- **Available data**
***
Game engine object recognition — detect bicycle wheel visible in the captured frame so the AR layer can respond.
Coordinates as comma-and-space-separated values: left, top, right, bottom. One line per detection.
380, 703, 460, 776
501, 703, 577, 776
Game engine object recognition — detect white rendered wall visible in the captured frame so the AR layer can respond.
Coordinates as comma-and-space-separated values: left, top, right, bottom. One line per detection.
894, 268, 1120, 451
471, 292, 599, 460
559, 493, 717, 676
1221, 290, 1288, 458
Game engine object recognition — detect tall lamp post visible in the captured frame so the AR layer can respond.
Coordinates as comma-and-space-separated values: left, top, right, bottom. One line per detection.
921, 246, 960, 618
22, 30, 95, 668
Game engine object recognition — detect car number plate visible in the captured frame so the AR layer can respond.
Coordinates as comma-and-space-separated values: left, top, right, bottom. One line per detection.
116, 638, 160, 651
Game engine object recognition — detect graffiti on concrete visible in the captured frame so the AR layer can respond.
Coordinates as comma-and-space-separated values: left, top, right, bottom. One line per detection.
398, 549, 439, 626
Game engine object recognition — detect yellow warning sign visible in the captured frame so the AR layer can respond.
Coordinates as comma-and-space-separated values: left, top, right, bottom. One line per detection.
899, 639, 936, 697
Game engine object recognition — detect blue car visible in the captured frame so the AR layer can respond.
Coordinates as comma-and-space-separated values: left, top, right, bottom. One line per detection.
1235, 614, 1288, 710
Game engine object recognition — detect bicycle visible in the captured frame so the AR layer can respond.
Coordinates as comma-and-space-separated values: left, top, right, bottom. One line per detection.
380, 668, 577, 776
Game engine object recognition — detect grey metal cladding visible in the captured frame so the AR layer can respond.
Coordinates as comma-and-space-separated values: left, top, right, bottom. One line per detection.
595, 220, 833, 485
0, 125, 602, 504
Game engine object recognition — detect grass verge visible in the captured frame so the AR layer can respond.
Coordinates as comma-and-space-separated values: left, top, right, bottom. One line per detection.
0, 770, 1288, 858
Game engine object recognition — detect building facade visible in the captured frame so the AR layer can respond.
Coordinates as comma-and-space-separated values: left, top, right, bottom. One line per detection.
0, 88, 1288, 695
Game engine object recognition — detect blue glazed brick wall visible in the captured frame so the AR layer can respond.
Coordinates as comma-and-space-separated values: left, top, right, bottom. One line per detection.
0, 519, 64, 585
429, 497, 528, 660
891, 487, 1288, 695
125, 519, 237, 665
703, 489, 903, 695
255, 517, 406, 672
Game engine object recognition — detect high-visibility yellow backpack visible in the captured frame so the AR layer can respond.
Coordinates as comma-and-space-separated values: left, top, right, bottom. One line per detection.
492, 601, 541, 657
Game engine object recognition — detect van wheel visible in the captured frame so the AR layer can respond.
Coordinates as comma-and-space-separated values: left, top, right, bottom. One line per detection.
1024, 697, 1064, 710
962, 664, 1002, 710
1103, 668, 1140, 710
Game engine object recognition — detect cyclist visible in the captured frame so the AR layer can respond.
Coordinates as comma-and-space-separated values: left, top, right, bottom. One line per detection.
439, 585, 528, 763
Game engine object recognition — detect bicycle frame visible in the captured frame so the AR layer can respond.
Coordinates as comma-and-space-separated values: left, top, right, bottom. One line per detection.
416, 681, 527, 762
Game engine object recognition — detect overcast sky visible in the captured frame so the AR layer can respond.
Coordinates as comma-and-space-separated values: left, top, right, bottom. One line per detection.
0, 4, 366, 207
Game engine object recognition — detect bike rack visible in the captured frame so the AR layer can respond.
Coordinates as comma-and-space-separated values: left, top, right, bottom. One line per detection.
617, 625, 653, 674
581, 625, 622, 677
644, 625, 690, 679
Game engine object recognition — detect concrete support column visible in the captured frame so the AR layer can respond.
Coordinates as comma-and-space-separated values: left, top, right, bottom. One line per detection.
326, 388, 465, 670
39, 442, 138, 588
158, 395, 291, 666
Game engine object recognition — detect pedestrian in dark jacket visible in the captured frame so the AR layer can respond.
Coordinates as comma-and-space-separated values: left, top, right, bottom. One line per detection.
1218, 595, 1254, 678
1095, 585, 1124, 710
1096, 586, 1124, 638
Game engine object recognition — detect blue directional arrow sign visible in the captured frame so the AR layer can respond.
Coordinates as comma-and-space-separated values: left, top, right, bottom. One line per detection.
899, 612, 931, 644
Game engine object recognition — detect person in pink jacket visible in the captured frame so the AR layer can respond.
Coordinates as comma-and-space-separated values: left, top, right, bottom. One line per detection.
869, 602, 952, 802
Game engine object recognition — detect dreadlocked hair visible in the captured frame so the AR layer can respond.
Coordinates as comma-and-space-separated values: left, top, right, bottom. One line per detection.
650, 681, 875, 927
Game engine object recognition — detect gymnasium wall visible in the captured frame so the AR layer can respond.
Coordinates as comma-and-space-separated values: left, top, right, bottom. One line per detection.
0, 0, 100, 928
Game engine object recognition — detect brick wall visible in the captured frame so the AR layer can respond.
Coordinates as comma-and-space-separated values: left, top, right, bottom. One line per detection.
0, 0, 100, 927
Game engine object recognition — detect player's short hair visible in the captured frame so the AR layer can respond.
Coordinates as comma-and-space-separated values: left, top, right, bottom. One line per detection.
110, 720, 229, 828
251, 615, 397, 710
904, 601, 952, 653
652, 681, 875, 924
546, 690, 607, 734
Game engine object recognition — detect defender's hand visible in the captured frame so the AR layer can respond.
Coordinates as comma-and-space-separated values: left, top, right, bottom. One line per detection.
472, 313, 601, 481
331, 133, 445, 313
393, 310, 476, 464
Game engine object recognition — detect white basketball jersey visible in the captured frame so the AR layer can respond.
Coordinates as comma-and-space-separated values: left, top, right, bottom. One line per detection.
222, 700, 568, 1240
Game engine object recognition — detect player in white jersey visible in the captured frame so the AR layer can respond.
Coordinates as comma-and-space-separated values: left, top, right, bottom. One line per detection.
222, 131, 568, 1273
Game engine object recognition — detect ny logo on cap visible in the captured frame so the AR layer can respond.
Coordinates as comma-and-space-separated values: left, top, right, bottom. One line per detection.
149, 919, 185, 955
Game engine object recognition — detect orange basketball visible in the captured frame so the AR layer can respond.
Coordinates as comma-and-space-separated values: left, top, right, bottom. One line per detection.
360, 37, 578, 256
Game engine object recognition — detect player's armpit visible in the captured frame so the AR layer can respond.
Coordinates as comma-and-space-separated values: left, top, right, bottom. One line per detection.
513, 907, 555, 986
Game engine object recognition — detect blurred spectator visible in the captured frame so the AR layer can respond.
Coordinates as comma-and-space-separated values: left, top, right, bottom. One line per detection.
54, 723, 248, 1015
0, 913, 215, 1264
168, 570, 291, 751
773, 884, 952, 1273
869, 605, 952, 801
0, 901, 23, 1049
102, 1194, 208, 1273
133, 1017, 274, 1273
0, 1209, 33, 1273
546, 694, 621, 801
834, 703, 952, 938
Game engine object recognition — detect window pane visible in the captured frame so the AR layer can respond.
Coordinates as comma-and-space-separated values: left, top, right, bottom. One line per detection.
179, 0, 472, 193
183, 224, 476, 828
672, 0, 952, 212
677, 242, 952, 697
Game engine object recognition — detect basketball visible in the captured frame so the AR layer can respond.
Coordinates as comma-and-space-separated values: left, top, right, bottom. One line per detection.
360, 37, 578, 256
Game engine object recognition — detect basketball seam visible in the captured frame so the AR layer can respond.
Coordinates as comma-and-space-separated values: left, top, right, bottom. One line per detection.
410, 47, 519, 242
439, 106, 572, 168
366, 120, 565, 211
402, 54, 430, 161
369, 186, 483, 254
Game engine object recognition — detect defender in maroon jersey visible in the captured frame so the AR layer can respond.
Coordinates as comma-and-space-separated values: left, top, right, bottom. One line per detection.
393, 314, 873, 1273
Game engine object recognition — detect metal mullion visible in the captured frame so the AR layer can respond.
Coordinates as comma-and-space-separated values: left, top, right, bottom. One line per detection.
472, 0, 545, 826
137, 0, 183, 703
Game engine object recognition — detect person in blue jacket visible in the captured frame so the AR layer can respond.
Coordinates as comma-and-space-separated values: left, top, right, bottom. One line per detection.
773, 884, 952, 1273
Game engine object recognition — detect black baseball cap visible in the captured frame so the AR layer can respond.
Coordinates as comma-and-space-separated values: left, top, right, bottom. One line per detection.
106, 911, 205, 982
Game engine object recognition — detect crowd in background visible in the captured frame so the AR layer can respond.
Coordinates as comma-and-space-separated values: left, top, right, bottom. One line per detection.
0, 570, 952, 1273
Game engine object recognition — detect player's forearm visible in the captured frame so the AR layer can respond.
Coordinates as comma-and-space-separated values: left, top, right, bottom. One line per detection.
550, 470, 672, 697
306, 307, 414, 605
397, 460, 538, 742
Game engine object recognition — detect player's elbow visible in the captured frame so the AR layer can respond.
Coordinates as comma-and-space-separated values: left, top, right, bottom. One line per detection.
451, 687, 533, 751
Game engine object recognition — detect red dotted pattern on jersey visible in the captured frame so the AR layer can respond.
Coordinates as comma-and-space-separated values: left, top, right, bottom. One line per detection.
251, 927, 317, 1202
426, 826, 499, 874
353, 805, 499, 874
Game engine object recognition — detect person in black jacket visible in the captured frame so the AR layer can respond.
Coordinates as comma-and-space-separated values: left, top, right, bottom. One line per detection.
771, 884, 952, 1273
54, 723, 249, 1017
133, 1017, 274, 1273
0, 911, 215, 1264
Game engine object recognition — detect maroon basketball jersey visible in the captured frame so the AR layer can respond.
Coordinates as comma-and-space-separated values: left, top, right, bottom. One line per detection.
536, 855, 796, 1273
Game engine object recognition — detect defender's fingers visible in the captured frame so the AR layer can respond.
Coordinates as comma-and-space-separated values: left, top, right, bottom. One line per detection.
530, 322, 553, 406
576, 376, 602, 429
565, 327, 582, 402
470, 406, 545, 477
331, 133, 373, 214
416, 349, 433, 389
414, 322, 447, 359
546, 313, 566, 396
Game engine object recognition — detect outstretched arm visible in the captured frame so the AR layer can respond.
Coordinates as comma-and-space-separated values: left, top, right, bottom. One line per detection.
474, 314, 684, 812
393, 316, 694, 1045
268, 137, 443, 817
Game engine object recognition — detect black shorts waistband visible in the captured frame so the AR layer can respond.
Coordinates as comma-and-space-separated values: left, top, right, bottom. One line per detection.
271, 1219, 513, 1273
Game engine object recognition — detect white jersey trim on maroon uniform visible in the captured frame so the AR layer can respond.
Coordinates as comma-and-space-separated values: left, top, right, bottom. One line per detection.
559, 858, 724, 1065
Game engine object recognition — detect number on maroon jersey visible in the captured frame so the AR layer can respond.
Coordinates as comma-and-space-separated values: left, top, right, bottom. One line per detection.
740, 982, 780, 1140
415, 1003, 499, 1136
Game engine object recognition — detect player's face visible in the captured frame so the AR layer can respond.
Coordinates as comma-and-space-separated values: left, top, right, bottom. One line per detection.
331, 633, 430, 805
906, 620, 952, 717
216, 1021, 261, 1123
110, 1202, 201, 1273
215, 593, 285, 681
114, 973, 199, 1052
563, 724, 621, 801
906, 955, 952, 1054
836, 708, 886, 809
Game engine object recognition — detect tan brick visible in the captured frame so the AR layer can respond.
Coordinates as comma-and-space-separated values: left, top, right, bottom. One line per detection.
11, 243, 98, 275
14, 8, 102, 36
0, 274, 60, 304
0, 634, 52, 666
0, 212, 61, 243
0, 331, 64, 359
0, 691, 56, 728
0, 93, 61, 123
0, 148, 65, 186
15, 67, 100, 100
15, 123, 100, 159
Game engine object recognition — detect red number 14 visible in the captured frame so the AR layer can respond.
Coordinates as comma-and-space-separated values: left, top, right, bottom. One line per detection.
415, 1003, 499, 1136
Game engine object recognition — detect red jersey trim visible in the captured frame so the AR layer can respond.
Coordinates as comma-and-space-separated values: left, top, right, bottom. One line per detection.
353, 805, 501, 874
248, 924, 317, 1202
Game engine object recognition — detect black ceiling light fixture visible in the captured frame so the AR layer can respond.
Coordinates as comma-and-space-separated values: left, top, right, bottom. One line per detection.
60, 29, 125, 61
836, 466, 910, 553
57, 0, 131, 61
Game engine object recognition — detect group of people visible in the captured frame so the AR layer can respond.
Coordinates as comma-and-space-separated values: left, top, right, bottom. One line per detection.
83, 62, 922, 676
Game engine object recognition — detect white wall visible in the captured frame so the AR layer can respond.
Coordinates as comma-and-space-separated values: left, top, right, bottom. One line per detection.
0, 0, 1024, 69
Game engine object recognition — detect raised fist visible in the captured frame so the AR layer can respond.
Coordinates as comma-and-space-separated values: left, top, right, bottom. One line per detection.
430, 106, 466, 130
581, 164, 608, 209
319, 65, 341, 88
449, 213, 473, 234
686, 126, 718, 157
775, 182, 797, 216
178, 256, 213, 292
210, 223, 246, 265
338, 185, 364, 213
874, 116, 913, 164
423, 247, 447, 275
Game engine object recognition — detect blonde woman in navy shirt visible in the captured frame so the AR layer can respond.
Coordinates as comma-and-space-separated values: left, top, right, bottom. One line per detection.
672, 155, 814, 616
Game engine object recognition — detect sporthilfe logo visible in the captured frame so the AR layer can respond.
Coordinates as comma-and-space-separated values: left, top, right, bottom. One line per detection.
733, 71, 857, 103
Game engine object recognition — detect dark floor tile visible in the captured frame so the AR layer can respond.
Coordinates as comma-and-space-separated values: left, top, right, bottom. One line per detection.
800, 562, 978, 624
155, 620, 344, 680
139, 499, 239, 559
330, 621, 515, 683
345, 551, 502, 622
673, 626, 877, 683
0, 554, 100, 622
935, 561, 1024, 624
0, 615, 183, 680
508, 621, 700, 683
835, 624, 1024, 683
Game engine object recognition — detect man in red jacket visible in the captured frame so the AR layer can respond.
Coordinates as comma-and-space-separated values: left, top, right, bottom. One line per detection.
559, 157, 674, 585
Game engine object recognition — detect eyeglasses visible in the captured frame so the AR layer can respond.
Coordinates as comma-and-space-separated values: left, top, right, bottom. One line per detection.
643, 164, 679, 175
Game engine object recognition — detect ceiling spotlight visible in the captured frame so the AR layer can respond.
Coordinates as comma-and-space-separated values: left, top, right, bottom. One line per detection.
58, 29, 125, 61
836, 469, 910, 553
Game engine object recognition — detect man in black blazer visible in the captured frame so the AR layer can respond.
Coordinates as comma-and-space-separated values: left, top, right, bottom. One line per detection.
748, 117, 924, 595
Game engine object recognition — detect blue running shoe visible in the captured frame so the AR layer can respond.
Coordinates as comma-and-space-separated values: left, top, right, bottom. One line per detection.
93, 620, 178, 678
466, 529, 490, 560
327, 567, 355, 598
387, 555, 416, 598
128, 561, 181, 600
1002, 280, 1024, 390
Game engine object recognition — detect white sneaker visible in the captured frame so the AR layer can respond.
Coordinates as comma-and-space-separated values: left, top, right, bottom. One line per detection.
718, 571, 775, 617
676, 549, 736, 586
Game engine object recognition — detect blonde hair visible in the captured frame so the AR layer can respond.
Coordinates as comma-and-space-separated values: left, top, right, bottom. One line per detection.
***
- **Your instructions**
Rewrite the material from its beginning through the line containing "116, 638, 160, 651", both ends included, changing "car number plate" to "license plate" and keeping everything else unchanged. Return only those lines.

- **Reply to the exercise**
Game engine object recognition — detect bicycle wheel visible in the captured frame so the AR layer can respond.
Coordinates as comma-and-space-separated values: left, top, right, bottom. One line per detection.
380, 703, 460, 776
501, 703, 577, 776
Game engine object recognition — detect white rendered wall visible in the captured frame so the AR layer can respond.
Coordinates as comma-and-space-separated values: left, top, right, bottom. One line per detection.
894, 268, 1120, 451
471, 292, 599, 460
559, 493, 717, 676
1221, 290, 1288, 458
Game engine object recognition — detect tall lamp post visible in the captured frame so the AR layer can respond.
Coordinates as comma-and-space-separated values: left, top, right, bottom. One line per detection.
921, 246, 960, 618
22, 30, 95, 668
Game engine object recognition — detect license plate visible in the captured frame so the AR layer can respond.
Coordinates as comma-and-space-separated values: left, top, right, bottom. One line per detection.
116, 638, 160, 651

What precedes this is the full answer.